**ASSIGNMENT**. Find the line with "box: [6, 3, 585, 100]" and the line with "negative clicks: (386, 231) (400, 88)" in the entries below; output exactly those two lines, every line between them, and no others.

Collected data:
******

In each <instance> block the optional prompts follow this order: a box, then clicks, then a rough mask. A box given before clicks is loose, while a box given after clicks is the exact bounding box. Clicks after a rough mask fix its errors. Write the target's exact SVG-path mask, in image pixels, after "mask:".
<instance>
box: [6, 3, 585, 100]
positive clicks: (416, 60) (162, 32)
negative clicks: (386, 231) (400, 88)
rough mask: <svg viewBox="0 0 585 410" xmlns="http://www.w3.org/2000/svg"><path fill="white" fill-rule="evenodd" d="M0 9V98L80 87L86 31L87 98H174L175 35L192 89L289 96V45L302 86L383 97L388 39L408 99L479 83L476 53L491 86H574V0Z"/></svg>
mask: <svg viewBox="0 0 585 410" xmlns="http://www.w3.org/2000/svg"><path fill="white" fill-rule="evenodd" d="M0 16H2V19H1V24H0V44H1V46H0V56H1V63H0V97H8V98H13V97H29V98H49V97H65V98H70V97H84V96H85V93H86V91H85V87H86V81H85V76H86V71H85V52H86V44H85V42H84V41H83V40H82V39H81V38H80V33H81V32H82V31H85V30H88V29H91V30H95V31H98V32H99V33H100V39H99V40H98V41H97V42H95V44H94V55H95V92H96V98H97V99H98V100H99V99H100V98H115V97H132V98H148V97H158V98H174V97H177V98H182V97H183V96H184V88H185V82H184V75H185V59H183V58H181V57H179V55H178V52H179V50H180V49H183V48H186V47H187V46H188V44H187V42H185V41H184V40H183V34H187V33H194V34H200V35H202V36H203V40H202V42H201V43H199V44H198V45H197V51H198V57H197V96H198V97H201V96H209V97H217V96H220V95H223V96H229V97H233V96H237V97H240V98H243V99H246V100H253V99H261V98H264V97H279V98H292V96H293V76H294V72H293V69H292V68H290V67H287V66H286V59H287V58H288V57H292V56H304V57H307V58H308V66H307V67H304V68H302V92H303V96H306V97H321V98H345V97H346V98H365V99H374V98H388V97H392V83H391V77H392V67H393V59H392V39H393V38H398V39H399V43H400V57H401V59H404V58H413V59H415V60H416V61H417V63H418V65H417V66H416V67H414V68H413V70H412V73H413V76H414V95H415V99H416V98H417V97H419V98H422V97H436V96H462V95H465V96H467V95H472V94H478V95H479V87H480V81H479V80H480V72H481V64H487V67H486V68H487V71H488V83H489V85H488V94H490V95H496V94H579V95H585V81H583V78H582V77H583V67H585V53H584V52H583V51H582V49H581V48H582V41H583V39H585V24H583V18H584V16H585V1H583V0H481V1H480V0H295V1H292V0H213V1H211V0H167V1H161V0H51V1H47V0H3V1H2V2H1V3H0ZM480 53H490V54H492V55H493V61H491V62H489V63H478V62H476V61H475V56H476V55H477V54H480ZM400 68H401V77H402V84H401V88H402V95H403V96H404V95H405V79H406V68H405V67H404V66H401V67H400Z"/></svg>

******

**RESULT OF THE EXERCISE**.
box: [6, 3, 585, 100]
positive clicks: (416, 60) (162, 32)
negative clicks: (386, 231) (400, 88)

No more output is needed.